**作業指示:**
抜粋の記述に基づき、次の問いに答えてください。
1. 小林十市さんがベジャールのカンパニーに在籍していたのは何年から何年までですか。
2. 退団後、小林さんは日本とヨーロッパでどのような立場で活動しましたか。
3. 2022年以降、小林さんはモーリス・ベジャール・バレエ団で何を務めていますか。

**抜粋本文:**
1989年から2003年までベジャールのカンパニーに在籍し、スター・ダンサーとして主要な役を踊り続けてきた小林十市さん。退団後は日本とヨーロッパでフリーランスのダンサー、俳優として活動し、その後南仏を拠点にバレエ・スタジオを運営する傍らベジャール作品の指導も行っていた小林さんが、2022年から再びローザンヌに戻り、モーリス・ベジャール・バレエ団のバレエ・マスターを務めている。1989年からBBLに14年間在籍した小林さんにご自身とカンパニーの今についてお聞きしました。
――BBLに戻られてきたのは何年ですか?

**記録一覧:**
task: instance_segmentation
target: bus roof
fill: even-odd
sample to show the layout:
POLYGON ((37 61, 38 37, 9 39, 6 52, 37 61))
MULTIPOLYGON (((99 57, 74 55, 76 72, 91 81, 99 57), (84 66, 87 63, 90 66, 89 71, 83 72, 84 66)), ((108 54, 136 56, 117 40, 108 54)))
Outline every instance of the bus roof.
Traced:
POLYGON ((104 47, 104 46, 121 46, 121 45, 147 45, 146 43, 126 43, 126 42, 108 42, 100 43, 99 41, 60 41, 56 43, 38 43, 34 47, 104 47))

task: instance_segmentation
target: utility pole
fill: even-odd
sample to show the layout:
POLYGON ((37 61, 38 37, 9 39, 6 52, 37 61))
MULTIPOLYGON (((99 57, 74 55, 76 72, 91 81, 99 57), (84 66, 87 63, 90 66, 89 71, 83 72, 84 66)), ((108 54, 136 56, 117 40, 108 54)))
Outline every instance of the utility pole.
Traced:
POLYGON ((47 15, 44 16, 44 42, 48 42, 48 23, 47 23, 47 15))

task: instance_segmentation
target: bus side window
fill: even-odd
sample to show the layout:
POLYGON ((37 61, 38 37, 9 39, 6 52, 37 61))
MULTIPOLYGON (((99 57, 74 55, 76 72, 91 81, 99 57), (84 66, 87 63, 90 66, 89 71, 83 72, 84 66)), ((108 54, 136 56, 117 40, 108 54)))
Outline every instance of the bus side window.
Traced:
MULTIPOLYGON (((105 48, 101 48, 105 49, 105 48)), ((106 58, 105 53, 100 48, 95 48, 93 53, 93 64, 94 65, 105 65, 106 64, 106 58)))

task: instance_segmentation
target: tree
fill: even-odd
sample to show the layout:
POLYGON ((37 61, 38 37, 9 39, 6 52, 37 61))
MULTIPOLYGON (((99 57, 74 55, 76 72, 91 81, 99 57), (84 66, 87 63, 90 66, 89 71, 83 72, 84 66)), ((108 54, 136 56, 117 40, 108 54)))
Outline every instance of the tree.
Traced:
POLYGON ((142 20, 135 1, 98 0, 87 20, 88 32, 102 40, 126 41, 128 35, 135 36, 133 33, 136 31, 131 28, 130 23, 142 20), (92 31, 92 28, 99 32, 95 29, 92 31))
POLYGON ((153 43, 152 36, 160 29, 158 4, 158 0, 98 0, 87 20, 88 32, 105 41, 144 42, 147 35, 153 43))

**回答:**
1. 1989年から2003年まで
2. フリーランスのダンサー、俳優
3. バレエ・マスター